[Region pointing data]
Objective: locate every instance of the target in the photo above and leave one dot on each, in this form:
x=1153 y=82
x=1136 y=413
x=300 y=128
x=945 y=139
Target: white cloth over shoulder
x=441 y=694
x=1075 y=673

* [Description of the task] Reproduce all of the entries word for word. Omit nothing.

* [Answer]
Objective: locate every instance of the target in the photo above and leave one dot on each, in this form:
x=1153 y=82
x=1136 y=413
x=300 y=128
x=945 y=139
Target: white cloth over shoulder
x=441 y=694
x=1075 y=673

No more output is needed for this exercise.